» **EXTRACT PROVIDED**
──────────────────────────────

The Bully and the Bitch
Given the subject matter that I write about, I am continually reminded of how many men out there have submissive sexual tendencies and are looking for a dominant woman. Which is natural, I know. There are various statistics out there, supported by studies of everything from schoolyards and fraternities to dance clubs and tribal societies, which basically state that a very small percentage of humans are leaders, and the rest follow them. I suppose it would be fair to say that humans are pack/herd animals. But what does this have to do with submissive sexuality?
People confuse power and sex all the time, probably because, from an evolutionary standpoint, those who are powerful are the ones who get sex. But in contemporary terms, powerful leaders are inspiring, charismatic. They have an energy that is infectious, that excites people to sign on with whatever the leader is turned on by, regardless of whether or not they understand, and this excitement is often experienced as sexual arousal. Such people are dominants, alphas, whatever word you like — they are natural leaders and people follow them without coercion, and with out the leader needing to be a bully or a bitch.

──────────────────────────────

» **DATASET EXCERPTS**
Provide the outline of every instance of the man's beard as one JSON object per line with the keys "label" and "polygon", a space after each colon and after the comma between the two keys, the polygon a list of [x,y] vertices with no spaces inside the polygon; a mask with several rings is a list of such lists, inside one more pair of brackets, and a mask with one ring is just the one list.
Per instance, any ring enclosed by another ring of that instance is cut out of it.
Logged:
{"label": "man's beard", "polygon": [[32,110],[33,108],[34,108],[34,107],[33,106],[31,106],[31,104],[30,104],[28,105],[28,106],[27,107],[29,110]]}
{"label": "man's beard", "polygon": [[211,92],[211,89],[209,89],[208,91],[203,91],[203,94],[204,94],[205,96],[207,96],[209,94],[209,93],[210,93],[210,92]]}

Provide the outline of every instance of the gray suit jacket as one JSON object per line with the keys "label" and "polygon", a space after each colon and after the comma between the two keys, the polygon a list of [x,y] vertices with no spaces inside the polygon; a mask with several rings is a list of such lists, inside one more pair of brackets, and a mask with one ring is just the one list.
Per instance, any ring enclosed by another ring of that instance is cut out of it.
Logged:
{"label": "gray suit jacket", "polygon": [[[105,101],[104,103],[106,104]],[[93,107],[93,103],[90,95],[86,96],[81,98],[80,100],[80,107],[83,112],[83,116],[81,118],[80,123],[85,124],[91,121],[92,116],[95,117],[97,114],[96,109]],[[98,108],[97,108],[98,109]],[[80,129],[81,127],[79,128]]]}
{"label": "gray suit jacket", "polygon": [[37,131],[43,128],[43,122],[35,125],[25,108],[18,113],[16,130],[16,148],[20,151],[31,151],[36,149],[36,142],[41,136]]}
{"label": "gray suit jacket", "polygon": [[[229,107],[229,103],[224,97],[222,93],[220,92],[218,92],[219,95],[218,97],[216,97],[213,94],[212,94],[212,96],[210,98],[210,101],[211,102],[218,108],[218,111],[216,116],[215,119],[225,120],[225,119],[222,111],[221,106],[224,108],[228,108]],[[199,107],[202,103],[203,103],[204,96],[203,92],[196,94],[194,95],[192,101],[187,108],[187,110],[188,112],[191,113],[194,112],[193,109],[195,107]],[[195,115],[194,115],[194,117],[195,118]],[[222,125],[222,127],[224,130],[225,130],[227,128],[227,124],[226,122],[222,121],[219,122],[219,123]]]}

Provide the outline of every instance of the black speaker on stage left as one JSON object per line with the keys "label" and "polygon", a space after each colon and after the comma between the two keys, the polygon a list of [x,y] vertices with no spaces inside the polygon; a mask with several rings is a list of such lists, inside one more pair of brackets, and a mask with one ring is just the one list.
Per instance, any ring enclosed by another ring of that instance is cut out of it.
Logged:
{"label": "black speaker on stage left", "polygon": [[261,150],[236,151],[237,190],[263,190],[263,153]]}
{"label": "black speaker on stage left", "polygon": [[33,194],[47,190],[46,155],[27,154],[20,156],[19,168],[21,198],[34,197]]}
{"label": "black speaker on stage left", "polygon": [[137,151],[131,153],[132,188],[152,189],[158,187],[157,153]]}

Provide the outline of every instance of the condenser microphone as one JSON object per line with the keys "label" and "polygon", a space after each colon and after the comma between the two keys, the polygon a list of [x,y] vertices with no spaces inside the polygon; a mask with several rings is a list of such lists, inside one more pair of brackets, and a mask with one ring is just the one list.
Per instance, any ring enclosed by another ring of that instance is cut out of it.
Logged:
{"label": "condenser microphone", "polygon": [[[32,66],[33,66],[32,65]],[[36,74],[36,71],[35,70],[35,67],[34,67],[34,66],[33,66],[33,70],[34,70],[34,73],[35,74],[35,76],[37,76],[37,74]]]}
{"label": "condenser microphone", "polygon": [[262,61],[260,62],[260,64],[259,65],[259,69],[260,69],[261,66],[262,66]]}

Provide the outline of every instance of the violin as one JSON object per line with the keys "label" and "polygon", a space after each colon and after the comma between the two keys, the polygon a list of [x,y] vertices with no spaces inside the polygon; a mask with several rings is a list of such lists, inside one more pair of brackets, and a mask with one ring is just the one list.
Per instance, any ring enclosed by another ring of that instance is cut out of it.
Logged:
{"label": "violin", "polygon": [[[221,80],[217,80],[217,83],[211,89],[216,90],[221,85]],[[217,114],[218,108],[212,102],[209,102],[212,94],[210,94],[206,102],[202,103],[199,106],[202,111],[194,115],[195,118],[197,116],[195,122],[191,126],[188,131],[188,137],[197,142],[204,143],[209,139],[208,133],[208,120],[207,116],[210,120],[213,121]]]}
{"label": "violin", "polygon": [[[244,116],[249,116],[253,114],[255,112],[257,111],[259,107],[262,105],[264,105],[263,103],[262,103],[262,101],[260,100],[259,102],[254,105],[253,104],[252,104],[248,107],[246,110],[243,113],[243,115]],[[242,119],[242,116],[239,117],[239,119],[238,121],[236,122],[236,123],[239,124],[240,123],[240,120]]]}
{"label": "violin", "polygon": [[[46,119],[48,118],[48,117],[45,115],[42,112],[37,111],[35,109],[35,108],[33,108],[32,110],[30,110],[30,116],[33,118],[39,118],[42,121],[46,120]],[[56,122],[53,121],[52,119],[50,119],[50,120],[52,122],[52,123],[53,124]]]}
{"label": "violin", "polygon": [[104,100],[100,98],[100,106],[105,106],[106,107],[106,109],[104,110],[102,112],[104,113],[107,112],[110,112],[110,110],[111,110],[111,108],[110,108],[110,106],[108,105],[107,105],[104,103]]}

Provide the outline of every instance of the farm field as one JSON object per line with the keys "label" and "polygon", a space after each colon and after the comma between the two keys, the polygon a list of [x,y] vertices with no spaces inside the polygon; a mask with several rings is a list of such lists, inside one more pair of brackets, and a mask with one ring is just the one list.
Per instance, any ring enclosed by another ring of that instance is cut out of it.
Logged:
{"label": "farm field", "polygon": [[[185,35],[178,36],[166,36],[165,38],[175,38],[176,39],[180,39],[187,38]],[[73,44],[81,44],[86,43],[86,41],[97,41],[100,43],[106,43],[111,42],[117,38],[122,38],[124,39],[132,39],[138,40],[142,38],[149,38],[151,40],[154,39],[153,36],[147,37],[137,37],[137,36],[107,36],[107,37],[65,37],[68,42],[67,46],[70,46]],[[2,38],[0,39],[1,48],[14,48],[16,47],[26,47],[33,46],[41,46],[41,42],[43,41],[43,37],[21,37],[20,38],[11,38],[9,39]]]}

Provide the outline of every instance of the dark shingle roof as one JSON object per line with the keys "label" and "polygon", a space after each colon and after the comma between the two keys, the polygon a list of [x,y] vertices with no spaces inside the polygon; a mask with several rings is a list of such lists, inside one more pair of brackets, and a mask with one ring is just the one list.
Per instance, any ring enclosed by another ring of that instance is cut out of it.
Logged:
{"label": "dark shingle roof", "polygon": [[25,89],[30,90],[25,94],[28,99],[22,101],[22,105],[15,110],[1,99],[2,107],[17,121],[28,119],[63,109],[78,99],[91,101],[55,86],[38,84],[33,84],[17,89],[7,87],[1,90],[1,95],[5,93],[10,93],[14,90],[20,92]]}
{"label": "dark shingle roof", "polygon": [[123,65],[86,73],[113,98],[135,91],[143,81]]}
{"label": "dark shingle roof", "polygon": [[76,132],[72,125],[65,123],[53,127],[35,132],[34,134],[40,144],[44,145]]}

──────────────────────────────

» **WHAT THIS EXERCISE ASKS**
**1)** In the essay on dominance and submissive sexuality, what is often experienced as sexual arousal?
**2)** Write the next part of the essay on dominance and submissive sexuality, starting after its last sentence.

» **ANSWER SET**
**1)** The excitement that a charismatic leader's infectious energy stirs in people, moving them to sign on with whatever the leader is turned on by.

**2)**
However, our social hierarchy implies that for male to be a ‘real man’ he must take charge, take control– in the workplace and the home– regardless of whether or not it comes naturally to him. And women have a lot of power. We are the sex-objects, the child-bearers. We are mysterious, enigmatic, encompassing, nurturing. And so, I think, it is inevitable that when a man is in the privacy of his own sexual space, one of three things happens. Most commonly, I think, is that men indulge in masturbatory fantasies that have power-exchange contexts. Some, perhaps those more self-aware, want to give up control and seek to do what comes more naturally to him–they seek to submit, to worship, and to be nurtured by Woman. And then there are those who, knowing themselves outclassed as a dominant ‘out there’, seek to prove to themselves that they can dominate others, usually the wife and children.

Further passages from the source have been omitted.